* TASKS TO PERFORM *
A) Tally the lines in the entries that contain the word "Please" and give only that number.
B) Pick up the passage about The Hobbit film and Lord of the Rings devotion and continue it from its last line.

* PASSAGE PROVIDED *
---+---
Obviously, I loved this movie. Even more obviously, I am not the most unbiased audience there is, and I probably never will be. Still, for a while there I was honestly worried that the countless problems that plagued the pre-production period would ruin the movie, and I am so relieved that it didn’t happen. It was great fun to  be reunited with beloved characters, settings, and music, and even more awesome to see new wonders and be tantalized with the promise of more. The Hobbit: An Unexpected Journey is amazing, and now fans like me have to gird ourselves for the year-long wait until the next one is released. God help us.

You know you’re addicted to the Lord of the Rings when…

  • You’ve read The Hobbit, The Lord of the Rings, The Books of Lost Tales, The Silmarillion and everything else Tolkien has written – heck, everything he’s even touched – more than ten times.
  • No one in your family is allowed to speak, breathe, or otherwise suggest their existence while you’re watching the trilogy for the 57th time.
  • You know exactly what the characters in the movies are going to say next because a) you’ve watched them 57 times, b) you actually have the script and have read it over and over again, and c) you recorded the sounds with your mp3 player and keep listening to it all day.
  • You’ve been caught talking to trees and sympathizing that “nobody cares for the woods anymore”.
---+---
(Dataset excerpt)

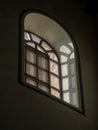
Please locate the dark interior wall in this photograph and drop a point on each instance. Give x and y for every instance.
(23, 108)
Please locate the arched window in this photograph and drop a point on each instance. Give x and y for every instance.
(49, 60)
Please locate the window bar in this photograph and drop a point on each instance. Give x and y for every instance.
(36, 63)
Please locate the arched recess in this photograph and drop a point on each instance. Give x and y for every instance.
(55, 67)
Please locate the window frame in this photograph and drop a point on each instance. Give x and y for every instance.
(77, 63)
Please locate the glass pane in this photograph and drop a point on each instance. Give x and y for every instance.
(71, 44)
(54, 67)
(54, 81)
(46, 46)
(52, 56)
(31, 44)
(42, 62)
(44, 88)
(30, 56)
(74, 83)
(66, 97)
(73, 69)
(65, 84)
(30, 69)
(65, 49)
(63, 59)
(64, 69)
(43, 75)
(26, 36)
(35, 38)
(30, 81)
(55, 93)
(40, 49)
(72, 56)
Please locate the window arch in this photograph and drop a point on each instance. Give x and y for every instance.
(49, 60)
(41, 65)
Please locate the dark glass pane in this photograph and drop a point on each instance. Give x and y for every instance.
(43, 75)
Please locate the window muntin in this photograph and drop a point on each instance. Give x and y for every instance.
(61, 62)
(42, 65)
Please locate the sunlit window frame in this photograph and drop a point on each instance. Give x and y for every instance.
(21, 64)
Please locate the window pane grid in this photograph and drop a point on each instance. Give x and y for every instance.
(47, 72)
---+---
* RESPONSES *
A) 11

B)
  • You want to petition your school to add Elvish 101 and The History of Middle Earth to your curriculum.
  • Anyone who dares to criticize, or heaven forbid, compare The Lord of the Rings to Harry Potter gets treated to a passionate two-hour rebuttal from you.
  • You’ve memorized quotes from the books.
  • You’ve memorized quotes from the movies.
  • You’ve memorized Elvish phrases.
  • You’ve memorized EVERYTHING connected to Tolkien!
  • You use “mellon” as your password.
  • You take more notes and pay more rapt attention when reading The Books of Lost Tales than when studying for your final History of Civilization exam.
  • Your mom warns visitors who have limited time to never mention “Tolkien”, “The Lord of the Rings”, and other similar words to you.
  • You start saying “eleventy-one” instead of “one hundred eleven” and refer to potatoes as “taters”.
  • There are more Lord of the Rings posters in your room than pictures of your family and friends.
  • You try to convince your married friends to throw their wedding rings into the fire.
  • All your favorite things are your “preciousssss”.
  • You decide whether the people you meet have good taste or not by asking them what they think of The Lord of the Rings.
  • You refer to your friends as your “Fellowship”.
  • You feel proud that you’re only five feet tall, because even the smallest person can change the course of the future.
  • You refer to meetings as “councils” and “Entmoots”.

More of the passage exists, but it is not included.